Locate every line in the items below that contains the string "target", matching case exactly, and copy each such line in full.

(Items from a dataset)
####################

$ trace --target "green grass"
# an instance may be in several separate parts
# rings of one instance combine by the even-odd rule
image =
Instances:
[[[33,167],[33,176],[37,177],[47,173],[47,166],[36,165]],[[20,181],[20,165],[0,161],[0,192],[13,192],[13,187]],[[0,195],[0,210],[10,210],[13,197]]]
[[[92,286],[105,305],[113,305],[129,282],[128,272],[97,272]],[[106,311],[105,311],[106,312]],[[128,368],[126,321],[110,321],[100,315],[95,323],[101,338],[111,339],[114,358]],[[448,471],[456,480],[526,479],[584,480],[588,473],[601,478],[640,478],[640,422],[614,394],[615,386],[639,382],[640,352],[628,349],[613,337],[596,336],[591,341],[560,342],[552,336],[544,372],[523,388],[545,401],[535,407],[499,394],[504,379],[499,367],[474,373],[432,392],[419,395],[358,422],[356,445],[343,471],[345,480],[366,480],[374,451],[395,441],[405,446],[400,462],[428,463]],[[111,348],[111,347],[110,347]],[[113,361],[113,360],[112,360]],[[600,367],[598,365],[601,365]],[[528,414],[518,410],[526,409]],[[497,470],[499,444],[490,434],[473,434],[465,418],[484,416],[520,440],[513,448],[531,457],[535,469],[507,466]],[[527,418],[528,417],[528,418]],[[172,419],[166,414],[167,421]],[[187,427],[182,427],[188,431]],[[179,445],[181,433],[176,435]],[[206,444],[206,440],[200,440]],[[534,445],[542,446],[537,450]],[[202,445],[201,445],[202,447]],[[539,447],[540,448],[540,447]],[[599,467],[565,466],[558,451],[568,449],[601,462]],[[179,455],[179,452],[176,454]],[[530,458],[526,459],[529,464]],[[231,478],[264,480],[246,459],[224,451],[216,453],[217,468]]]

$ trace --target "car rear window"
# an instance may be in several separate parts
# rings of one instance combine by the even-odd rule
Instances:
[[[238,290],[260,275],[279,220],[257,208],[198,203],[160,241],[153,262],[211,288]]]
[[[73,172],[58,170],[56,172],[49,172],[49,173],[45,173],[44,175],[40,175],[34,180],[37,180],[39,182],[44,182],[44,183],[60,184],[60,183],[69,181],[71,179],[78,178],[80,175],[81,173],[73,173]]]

####################

--- OUTPUT ---
$ trace --target "green grass"
$ trace --target "car rear window"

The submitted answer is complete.